(Records drawn from a dataset)
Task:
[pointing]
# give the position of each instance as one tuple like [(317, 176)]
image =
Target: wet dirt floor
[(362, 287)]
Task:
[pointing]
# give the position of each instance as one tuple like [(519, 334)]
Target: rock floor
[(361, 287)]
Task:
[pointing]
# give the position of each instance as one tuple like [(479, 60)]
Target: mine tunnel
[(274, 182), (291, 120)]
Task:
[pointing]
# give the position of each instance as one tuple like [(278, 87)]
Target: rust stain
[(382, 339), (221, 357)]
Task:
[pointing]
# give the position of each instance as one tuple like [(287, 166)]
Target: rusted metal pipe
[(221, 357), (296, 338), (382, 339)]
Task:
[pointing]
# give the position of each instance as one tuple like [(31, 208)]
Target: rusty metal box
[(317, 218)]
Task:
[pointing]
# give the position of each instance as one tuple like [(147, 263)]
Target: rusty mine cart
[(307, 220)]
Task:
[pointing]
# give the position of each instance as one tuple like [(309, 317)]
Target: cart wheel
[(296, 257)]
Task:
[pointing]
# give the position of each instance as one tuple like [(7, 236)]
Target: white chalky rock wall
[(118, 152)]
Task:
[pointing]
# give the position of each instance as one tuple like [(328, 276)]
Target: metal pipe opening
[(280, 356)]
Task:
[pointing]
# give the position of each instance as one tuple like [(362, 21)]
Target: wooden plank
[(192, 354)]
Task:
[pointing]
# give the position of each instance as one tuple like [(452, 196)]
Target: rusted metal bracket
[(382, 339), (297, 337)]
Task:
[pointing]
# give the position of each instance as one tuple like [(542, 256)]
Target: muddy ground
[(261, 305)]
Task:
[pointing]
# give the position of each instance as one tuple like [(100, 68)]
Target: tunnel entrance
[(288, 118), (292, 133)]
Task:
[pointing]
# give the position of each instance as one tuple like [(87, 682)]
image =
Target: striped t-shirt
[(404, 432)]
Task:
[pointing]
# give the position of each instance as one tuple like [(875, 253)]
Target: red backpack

Exercise aim:
Please write out the data again exactly as it stands.

Answer section:
Task:
[pointing]
# give the position of each instance as one tuple like [(317, 176)]
image =
Target: wet dirt floor
[(362, 287)]
Task:
[pointing]
# give the position of each instance as one tuple like [(519, 334)]
Target: rock floor
[(361, 287)]
Task:
[pointing]
# give the position of each instance as one tuple like [(479, 60)]
Target: mine tunnel
[(274, 182), (291, 120)]
Task:
[pointing]
# give the position of each instance as one tuple like [(278, 87)]
Target: rust stain
[(382, 339), (221, 357)]
Task:
[pointing]
# give the position of each instance as one tuple like [(287, 166)]
Target: rusted metal pipe
[(221, 357), (296, 338), (382, 339)]
Task:
[pointing]
# give the position of each instance as one tuple like [(31, 208)]
Target: rusty metal box
[(317, 218)]
Task:
[pointing]
# give the position of each instance as one tuple like [(147, 263)]
Target: rusty mine cart
[(307, 220)]
Task:
[pointing]
# give the position of each instance as one tuple like [(309, 317)]
Target: cart wheel
[(296, 257)]
Task:
[pointing]
# give the position of each instance as one tuple like [(7, 236)]
Target: white chalky rock wall
[(118, 152)]
Task:
[pointing]
# give the position of each instance as one tuple like [(328, 276)]
Target: metal pipe opening
[(280, 356)]
Task:
[pointing]
# give the position of each instance as one tuple like [(362, 21)]
Target: wooden plank
[(192, 354)]
Task:
[pointing]
# give the position of each instance as one tuple like [(452, 196)]
Target: rusted metal bracket
[(382, 339), (297, 337)]
Task:
[pointing]
# give the position of each instance as one tuple like [(542, 256)]
Target: muddy ground
[(261, 305)]
Task:
[pointing]
# give the position of each instance as one tuple like [(100, 68)]
Target: tunnel entrance
[(288, 118), (292, 133)]
Task:
[pointing]
# give the position of each instance as one tuple like [(87, 682)]
image =
Target: striped t-shirt
[(404, 432)]
Task:
[pointing]
# give the position of each instance as one tuple like [(875, 253)]
Target: red backpack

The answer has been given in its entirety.